*Task statement*. In the listing below, print exactly the lines from the first through the one that contains "The function MUST return, for every instance of the rocky".

*Data extract*.
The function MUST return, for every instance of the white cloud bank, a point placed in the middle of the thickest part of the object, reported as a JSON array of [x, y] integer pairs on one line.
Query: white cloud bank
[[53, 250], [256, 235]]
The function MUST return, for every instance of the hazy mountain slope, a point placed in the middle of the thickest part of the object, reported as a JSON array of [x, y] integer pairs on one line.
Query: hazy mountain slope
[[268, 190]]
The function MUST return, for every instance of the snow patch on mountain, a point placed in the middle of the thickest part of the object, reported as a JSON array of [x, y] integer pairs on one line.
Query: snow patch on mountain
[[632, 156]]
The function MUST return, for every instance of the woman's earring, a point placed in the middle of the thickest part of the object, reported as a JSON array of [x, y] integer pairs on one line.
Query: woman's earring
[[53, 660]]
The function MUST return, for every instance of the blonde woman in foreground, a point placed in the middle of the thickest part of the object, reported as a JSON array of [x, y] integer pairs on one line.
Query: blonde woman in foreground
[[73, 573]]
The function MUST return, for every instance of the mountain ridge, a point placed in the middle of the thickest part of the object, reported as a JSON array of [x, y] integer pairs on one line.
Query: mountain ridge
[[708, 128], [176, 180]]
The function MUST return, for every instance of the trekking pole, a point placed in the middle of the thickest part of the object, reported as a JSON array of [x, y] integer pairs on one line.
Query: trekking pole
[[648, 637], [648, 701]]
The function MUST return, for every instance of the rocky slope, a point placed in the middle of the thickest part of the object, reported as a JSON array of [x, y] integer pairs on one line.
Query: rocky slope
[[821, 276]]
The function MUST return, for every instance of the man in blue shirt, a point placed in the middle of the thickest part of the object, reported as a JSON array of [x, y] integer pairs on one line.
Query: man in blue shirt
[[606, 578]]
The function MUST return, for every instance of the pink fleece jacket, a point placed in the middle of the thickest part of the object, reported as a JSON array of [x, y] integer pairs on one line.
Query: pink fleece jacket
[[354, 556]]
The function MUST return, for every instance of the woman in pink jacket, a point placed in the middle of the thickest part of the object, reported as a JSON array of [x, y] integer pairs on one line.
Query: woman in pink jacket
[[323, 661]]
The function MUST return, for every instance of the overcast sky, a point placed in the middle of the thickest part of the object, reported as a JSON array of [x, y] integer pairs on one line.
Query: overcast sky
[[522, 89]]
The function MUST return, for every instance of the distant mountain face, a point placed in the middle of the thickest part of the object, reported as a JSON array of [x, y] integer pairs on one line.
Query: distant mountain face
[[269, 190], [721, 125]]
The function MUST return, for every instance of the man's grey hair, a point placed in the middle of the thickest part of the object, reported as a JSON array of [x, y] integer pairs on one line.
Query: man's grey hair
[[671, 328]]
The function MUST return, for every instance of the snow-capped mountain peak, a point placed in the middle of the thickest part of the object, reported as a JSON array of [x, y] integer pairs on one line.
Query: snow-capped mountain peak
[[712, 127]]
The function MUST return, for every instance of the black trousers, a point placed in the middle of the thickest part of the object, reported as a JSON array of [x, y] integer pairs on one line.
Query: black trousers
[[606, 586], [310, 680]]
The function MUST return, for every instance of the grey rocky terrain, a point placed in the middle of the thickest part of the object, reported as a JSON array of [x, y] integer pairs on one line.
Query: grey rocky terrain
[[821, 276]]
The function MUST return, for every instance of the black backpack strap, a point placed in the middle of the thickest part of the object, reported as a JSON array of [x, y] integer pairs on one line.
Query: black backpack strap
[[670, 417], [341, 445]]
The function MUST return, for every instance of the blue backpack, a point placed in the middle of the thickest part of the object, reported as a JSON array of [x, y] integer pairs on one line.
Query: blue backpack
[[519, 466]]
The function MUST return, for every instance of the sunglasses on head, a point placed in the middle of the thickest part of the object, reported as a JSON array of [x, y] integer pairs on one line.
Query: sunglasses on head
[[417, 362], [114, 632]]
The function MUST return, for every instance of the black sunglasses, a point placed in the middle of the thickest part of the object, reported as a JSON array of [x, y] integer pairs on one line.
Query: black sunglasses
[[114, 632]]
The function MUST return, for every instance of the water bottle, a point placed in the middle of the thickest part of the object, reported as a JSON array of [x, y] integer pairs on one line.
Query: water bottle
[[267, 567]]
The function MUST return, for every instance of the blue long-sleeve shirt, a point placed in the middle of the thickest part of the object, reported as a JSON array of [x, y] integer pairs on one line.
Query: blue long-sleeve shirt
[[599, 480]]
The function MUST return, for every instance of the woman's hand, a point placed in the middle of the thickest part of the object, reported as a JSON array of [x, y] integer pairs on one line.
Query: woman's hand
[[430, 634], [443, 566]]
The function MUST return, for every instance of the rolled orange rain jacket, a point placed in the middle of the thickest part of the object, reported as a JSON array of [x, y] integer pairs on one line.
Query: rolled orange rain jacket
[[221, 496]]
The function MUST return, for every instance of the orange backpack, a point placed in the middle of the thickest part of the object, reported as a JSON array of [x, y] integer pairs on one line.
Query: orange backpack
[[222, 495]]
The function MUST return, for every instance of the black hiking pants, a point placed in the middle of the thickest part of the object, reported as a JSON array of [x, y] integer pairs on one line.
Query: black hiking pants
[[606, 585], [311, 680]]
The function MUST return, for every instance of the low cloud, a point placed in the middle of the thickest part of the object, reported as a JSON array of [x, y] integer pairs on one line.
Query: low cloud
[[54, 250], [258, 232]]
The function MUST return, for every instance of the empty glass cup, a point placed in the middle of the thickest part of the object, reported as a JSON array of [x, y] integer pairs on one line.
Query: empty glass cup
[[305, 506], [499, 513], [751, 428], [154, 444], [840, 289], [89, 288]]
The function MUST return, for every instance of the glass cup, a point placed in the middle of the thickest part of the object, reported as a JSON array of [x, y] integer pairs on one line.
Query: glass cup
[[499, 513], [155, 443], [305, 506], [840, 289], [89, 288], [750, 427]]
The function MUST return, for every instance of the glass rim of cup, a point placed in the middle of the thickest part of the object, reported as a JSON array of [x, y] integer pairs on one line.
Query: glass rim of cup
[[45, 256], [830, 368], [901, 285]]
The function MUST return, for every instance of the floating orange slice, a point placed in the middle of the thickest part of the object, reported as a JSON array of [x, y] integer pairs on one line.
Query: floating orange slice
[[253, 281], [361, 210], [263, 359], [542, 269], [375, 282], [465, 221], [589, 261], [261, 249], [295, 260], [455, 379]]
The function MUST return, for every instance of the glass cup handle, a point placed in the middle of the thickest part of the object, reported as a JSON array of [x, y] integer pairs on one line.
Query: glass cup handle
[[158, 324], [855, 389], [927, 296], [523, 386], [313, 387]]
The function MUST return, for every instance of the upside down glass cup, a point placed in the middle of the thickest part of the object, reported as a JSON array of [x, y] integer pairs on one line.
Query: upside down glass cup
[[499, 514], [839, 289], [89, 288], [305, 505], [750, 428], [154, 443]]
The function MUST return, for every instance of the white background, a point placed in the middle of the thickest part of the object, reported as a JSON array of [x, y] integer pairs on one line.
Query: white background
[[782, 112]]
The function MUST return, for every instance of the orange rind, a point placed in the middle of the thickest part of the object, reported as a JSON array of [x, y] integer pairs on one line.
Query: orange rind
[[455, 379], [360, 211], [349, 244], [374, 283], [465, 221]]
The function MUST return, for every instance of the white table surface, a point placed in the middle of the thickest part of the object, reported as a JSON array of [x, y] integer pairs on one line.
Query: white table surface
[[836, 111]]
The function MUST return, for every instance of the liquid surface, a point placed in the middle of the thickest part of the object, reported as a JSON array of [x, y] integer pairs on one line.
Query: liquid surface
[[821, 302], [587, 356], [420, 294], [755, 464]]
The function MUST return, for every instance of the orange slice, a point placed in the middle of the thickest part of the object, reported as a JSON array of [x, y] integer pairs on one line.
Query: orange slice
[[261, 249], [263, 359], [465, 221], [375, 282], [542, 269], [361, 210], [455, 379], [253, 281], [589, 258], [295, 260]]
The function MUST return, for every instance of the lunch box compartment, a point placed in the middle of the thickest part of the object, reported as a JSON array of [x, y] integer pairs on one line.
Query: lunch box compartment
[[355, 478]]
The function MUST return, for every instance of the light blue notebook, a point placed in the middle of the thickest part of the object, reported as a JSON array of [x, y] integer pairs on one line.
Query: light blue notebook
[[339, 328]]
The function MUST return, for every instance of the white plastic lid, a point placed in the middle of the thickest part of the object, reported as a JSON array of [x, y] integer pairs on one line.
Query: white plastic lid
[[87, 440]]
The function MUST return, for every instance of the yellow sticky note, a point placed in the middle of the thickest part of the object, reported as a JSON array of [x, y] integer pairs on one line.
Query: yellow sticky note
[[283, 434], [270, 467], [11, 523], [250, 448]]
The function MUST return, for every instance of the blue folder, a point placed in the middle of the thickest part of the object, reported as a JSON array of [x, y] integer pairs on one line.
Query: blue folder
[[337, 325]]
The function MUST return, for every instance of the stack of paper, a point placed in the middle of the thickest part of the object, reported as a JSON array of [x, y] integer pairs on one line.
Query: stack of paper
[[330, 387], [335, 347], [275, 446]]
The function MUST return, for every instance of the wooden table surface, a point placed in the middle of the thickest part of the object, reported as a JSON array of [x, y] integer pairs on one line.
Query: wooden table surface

*Solution to this problem*.
The function MUST return, for every instance of the white cloud bank, a point placed in the middle of the thickest part of the object, reported as a JSON array of [x, y] integer pairs on one line.
Query: white cloud bank
[[53, 250], [256, 235]]
The function MUST return, for every instance of the hazy mountain slope, a point placed in the middle of the thickest part of the object, reported as a JSON array of [x, y] integer pairs on one line.
Query: hazy mountain slope
[[268, 190]]
The function MUST return, for every instance of the snow patch on mountain, a point placed in the middle of the thickest part of the object, reported as a JSON array of [x, y] integer pairs on one line.
Query: snow patch on mountain
[[632, 156]]
The function MUST return, for every instance of the woman's earring, a point placed in the middle of the thickest part of the object, reported as a JSON array of [x, y] integer pairs on one line.
Query: woman's earring
[[53, 660]]
The function MUST return, for every instance of the blonde woman in foreground, a point placed in the middle of the thickest part of the object, reported as a JSON array of [x, y] integer pairs on one line.
Query: blonde woman in foreground
[[73, 573]]
The function MUST return, for every instance of the mountain ridge, a point placed in the middle of the thickest part of the object, reported as a JSON array of [x, y] integer pairs on one line.
Query: mountain ridge
[[708, 128], [176, 180]]
The function MUST return, for every instance of the trekking pole, a point placed in the middle of the thickest part of the object, reported as a JSON array of [x, y] integer pairs on one line.
Query: trekking pole
[[648, 637], [648, 701]]
The function MUST return, for every instance of the rocky slope, a point placed in the middle of the thickest part of the object, reported as a JSON array of [x, y] integer pairs on one line.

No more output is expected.